INFORMATION PROVIDED.
-=-=-

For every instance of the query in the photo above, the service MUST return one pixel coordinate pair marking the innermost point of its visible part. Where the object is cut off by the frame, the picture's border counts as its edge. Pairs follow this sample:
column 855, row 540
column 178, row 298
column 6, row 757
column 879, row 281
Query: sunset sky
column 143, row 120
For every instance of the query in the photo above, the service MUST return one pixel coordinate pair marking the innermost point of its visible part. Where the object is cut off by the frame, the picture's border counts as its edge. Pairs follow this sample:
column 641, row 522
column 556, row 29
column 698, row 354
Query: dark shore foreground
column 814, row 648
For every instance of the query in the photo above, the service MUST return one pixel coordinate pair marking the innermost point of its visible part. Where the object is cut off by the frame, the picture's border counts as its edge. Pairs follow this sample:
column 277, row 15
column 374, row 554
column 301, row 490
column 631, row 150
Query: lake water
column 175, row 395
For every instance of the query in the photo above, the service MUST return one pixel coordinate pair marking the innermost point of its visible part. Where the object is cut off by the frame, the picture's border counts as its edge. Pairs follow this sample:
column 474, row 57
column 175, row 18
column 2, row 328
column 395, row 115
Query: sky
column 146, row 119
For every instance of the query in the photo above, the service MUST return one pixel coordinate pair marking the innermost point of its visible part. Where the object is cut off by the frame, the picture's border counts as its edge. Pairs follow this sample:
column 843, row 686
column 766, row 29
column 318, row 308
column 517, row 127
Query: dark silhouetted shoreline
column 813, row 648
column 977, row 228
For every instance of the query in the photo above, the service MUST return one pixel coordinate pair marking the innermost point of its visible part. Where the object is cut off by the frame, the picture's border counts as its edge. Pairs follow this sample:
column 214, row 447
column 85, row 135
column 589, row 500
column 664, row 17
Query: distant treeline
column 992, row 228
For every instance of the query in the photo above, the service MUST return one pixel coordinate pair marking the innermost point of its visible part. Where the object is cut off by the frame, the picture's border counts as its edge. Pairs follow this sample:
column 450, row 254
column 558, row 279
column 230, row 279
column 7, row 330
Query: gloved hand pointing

-=-=-

WORK TO COMPLETE. Can you set out the lines from the very first one through the line containing "column 143, row 120", both included, as a numbered list with any blank lines omitted?

FULL OUTPUT.
1. For every instance of the query in the photo above, the service MUST return one pixel coordinate pair marking the innermost point of its visible part. Where the object is cut off by the frame, the picture's border counts as its edge. Pairs follow this sample:
2. column 855, row 540
3. column 178, row 298
4. column 6, row 757
5. column 879, row 281
6. Query: sunset sky
7. column 143, row 120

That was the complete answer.